[Start of section]
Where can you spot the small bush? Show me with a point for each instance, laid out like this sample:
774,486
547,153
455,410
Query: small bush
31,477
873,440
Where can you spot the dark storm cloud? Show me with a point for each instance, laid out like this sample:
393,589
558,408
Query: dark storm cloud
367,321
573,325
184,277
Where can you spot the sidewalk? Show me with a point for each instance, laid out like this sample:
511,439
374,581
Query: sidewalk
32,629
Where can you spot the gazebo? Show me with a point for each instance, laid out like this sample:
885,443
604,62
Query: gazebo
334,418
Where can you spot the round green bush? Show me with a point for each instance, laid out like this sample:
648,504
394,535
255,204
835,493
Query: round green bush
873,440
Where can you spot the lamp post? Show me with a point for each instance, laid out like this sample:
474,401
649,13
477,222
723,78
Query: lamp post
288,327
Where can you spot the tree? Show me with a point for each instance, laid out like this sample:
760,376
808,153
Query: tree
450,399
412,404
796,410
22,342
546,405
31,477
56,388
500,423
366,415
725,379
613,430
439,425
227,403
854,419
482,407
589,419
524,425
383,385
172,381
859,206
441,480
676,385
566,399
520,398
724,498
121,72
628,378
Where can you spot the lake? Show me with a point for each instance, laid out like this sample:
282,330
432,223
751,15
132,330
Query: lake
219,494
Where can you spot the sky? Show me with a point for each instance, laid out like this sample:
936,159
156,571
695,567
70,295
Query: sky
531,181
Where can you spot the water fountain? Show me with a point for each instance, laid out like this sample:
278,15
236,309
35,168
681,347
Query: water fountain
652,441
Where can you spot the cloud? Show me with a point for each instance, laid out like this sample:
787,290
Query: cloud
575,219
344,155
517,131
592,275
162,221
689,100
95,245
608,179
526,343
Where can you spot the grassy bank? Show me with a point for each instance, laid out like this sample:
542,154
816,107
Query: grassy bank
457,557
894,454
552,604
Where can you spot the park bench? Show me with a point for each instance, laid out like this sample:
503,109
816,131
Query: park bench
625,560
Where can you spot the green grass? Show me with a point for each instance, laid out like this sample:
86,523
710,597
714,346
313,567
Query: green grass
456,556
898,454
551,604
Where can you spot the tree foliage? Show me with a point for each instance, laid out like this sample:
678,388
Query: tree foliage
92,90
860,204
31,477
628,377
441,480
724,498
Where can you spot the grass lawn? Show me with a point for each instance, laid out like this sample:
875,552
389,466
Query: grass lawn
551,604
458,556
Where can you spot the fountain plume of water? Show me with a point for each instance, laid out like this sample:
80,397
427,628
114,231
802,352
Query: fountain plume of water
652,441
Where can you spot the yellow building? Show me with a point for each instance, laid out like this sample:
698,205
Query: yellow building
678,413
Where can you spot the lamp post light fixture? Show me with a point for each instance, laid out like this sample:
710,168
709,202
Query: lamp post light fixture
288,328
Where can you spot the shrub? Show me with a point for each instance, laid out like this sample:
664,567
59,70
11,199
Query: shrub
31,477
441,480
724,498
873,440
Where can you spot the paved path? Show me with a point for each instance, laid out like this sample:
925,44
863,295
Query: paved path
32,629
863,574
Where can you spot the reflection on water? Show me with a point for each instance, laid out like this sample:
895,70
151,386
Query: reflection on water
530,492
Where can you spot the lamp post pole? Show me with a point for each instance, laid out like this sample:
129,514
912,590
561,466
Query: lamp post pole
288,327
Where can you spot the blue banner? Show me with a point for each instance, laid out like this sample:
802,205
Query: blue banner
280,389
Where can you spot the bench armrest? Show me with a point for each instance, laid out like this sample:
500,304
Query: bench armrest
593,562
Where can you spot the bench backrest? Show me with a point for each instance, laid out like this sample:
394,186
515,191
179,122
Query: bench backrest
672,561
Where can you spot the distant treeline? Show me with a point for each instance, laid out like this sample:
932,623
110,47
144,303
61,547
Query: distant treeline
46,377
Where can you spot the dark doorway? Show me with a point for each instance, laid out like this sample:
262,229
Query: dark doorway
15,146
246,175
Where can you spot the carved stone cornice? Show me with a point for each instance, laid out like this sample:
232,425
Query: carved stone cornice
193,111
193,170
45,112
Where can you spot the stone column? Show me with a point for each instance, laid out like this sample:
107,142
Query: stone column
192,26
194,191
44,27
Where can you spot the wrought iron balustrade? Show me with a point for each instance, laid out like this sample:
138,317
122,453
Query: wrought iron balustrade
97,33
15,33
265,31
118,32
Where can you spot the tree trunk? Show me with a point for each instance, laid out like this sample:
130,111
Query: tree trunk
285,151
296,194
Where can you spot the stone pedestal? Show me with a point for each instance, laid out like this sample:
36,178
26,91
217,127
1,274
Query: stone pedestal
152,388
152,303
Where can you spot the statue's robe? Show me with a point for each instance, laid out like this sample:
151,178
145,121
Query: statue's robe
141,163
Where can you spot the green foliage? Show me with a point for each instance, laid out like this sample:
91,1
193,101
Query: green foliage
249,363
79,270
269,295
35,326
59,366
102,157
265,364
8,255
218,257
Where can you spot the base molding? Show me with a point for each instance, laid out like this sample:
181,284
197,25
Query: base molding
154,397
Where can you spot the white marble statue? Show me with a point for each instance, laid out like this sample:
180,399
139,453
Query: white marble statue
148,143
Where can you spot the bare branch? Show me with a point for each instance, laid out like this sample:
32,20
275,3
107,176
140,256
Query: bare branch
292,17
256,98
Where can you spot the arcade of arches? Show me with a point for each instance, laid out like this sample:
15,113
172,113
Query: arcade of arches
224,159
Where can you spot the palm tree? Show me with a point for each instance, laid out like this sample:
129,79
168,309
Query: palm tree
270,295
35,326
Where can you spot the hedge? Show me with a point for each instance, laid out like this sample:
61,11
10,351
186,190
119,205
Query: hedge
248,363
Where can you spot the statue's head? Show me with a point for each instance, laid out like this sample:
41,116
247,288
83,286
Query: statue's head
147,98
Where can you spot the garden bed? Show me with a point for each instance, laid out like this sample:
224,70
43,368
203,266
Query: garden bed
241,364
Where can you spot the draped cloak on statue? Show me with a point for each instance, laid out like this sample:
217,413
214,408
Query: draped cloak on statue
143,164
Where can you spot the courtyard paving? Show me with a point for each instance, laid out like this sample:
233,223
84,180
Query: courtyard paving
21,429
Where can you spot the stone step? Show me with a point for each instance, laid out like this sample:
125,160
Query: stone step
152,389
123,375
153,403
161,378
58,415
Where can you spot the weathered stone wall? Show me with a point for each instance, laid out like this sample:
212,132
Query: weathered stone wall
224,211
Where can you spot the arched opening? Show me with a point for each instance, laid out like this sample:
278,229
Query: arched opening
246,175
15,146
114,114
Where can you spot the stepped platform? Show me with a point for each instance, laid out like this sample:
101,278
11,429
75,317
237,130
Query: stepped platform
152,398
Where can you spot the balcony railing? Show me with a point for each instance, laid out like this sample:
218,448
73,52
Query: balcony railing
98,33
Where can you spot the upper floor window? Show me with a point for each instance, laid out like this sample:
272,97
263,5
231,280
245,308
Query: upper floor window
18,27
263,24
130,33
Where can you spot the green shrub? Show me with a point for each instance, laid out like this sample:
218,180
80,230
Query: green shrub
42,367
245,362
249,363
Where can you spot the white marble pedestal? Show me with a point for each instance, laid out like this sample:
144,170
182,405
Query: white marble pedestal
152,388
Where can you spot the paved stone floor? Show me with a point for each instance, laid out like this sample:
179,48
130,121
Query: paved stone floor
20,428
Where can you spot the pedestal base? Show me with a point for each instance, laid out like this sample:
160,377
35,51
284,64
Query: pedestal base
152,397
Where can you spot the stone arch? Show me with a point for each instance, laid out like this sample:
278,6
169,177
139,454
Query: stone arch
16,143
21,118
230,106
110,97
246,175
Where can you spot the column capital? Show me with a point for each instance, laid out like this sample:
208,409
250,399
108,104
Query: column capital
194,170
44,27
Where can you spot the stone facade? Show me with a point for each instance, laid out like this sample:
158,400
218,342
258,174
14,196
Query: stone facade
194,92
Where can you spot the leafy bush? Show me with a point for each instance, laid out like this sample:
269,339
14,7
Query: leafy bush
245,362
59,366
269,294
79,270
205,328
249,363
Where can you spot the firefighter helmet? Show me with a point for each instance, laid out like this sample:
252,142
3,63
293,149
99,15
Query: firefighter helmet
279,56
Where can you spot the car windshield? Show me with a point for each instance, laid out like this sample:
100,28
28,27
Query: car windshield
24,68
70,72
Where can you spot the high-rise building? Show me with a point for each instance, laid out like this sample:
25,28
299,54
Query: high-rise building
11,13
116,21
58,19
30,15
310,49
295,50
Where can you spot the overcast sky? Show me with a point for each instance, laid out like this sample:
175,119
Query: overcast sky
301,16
[End of section]
→ Exercise
What needs duplicating is the run of lines from the one containing "Query: stone arch" through the last line of the entries above, exact and complete.

→ Expected answer
Query: stone arch
16,143
21,118
230,106
110,97
246,175
Where can you spot the column capital? Show me with a point for each instance, laid out like this sample:
208,409
250,399
108,104
Query: column capital
194,170
44,27
Where can you spot the stone facade? Show me with a point for each instance, laid out like this sample:
158,400
218,342
258,174
14,196
Query: stone facade
194,92
Where can you spot the leafy bush? Show me with a point for each instance, laid out like this sample:
269,339
14,7
Query: leafy bush
245,362
59,366
269,294
79,270
205,328
249,363
Where can you spot the firefighter helmet? Show me with a point for each instance, laid out like this sample:
252,142
3,63
293,149
99,15
Query: firefighter helmet
279,56
Where can you spot the car windshield? Show me with a point for each instance, laid out like this sample:
100,28
28,27
Query: car windshield
24,68
70,72
Where can you spot the high-rise building? Show me with a point for each instance, laid out like this sample:
25,28
299,54
Query: high-rise building
11,13
116,21
58,19
30,15
310,49
295,50
Where can you spot the overcast sky? Show me with a point for each instance, laid out like this sample:
175,119
Query: overcast sky
301,16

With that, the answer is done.